Short task
Give the data again, word for word.

───── Input rows ─────

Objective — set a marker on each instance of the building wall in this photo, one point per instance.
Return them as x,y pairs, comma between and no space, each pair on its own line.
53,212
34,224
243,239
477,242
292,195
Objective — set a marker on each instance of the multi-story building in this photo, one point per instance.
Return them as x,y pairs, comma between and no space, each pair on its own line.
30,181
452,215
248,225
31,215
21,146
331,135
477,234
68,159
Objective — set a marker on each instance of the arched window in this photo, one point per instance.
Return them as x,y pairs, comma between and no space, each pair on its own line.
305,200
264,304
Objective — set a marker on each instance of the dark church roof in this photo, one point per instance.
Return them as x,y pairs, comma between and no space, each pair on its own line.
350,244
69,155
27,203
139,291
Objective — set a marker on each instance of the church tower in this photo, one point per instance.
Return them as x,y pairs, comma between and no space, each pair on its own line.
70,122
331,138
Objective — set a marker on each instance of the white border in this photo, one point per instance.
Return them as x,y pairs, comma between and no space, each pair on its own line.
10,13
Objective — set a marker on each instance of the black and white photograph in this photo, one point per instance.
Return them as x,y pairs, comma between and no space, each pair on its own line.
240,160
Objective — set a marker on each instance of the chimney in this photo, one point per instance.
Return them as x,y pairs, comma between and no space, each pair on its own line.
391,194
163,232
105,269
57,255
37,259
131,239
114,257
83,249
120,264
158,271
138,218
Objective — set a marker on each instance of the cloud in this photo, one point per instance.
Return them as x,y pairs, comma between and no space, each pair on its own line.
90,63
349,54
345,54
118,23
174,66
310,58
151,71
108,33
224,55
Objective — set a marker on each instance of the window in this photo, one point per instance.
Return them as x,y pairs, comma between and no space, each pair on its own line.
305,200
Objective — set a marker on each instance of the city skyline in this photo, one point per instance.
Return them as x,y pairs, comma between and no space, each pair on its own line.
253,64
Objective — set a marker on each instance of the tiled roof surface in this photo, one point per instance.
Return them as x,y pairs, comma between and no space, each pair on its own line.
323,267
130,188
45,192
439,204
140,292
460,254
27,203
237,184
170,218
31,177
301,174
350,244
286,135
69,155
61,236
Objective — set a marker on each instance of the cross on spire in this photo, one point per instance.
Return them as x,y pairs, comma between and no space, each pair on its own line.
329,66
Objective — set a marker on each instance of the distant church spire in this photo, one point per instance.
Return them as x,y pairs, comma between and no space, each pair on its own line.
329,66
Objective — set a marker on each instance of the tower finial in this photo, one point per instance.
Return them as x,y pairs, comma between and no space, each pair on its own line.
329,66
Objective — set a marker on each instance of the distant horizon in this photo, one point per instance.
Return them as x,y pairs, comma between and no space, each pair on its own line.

─────

Worked solution
Objective — set a marker on each instance of the building wall in this photo, one point per instance.
Return them as x,y pairs, comma between and no space, each pair on its own line.
53,212
34,224
243,239
477,242
292,195
Objective — set a marker on each instance of the multi-story building in this photo, one point per instance.
Return them as x,y pairs, comma between and no space, each pair on its own line.
30,181
452,215
248,225
31,215
21,146
331,135
477,234
68,159
Objective — set a marker on each instance of the arched window in this photo, one point per instance.
Return them as x,y pairs, comma between and no space, each pair on its own line.
305,200
264,304
Objective — set a marker on each instance of the dark church roof in this photo, one point per instance.
Return them as x,y pairs, comma between and no space, each pair on its own line.
350,244
69,155
27,203
139,291
Objective — set a marker on each instance of the church tower in this photo, one point per instance.
Return them as x,y pairs, comma between and no space, each pair on its own line.
70,122
331,138
Objective — set a marker on each instance of the white border in this photo, one point per instance.
Return them as x,y pairs, comma between and no space, each pair on its own line.
10,13
Objective — set a marker on each instance of the black and white photograph in this photo, one point per instance.
Return them as x,y pairs, comma between and no space, each pair on its own line.
240,160
Objective — set a marker on each instance of the chimney in this photo, one point per instance.
Return them as x,y pairs, comma between and no space, each pair on its own line.
391,194
163,232
105,269
57,255
37,259
131,239
114,257
83,249
120,264
158,271
138,218
Objective — set a marker on each instance of the cloud in this photo, one point per instance.
Return them as x,y pairs, comma between and no space, each pair on its own line.
90,63
349,54
345,54
118,23
174,66
310,58
151,71
108,33
224,55
Objective — set a marker on each instance of the window in this photo, one point per instance.
Return them as x,y pairs, comma between and no space, each pair on its own line.
305,200
Objective — set a marker on each instance of the city skyline in this photo, one point per instance.
Return them as x,y pairs, comma between and no space, each pair on its own line.
253,64
Objective — set a marker on each instance of the tiled roof surface in this photo, one point per instance.
Return them as x,y pairs, comma between and no space, each pair on its own line.
323,267
130,188
45,192
439,204
140,292
460,254
27,203
237,184
170,218
31,177
301,174
350,244
286,135
69,155
61,236
Objective — set a marker on each instance of the cross on spire in this photo, one point per instance.
Return them as x,y pairs, comma between and no space, each pair on its own line.
329,66
Objective — set a marker on each instance of the distant church spire in this photo, one point per instance.
Return them as x,y pairs, comma between and no space, each pair on its own line.
329,66
Objective — set a marker on each instance of the tower finial in this photo, one point per instance.
Return them as x,y pairs, comma between and no space, each pair on its own line.
329,66
Objective — set a marker on each instance of the distant horizon in this photo, one point per instance.
Return them as x,y pairs, comma between and no space, each pair on its own line.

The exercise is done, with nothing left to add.